• What you will do
Please read the passage below about how far light travels in the ocean and give the official name of the zone between 200 and 1,000 meters deep.

-------- Selected passage --------

This story of the Bible is an impossible hypothesis, and religious faith cannot
make it otherwise.
Daylight
travels under water only for a short distance and in the depth of the primeval
sea it couldn’t have been morning or evening. From the following quotation one
can see the limits of the movement of light under water:
“Sunlight
entering the water may travel about 1,000 meters (3,280 feet) into the ocean
under the right conditions, but there is rarely any significant light beyond 200
meters (656 feet). The ocean is divided into three zones based on depth and
light level. The upper 200 meters (656 feet) of the ocean is called the
euphotic, or “sunlight,” zone. Only a small amount of light penetrates beyond
this depth. The zone between 200 meters (656 feet) and 1,000 meters (3,280 feet)
is usually referred to as the “twilight” zone, but is officially the dysphotic
zone. In this zone, the intensity of light rapidly dissipates as depth
increases. Such a miniscule amount of light penetrates beyond a depth of 200
meters that photosynthesis is no longer possible. The aphotic, or “midnight,”
zone exists in depths below 1,000 meters (3,280 feet). Sunlight does not
penetrate to these depths and the zone is bathed in darkness.”

-------- Dataset section --------

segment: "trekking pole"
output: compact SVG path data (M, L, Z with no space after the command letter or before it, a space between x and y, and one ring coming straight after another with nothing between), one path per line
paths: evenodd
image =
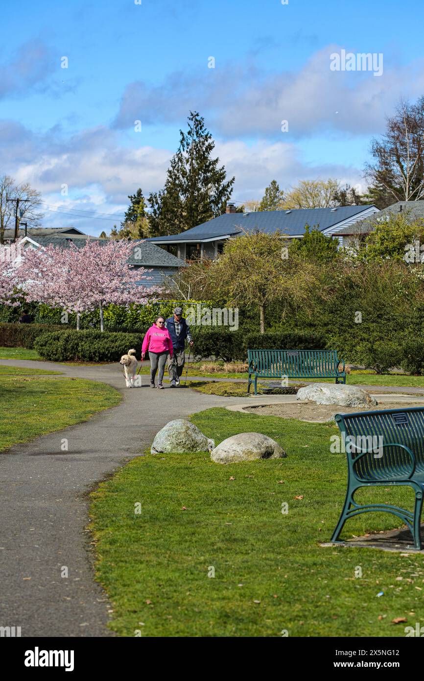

--------

• Correct answer
The dysphotic zone.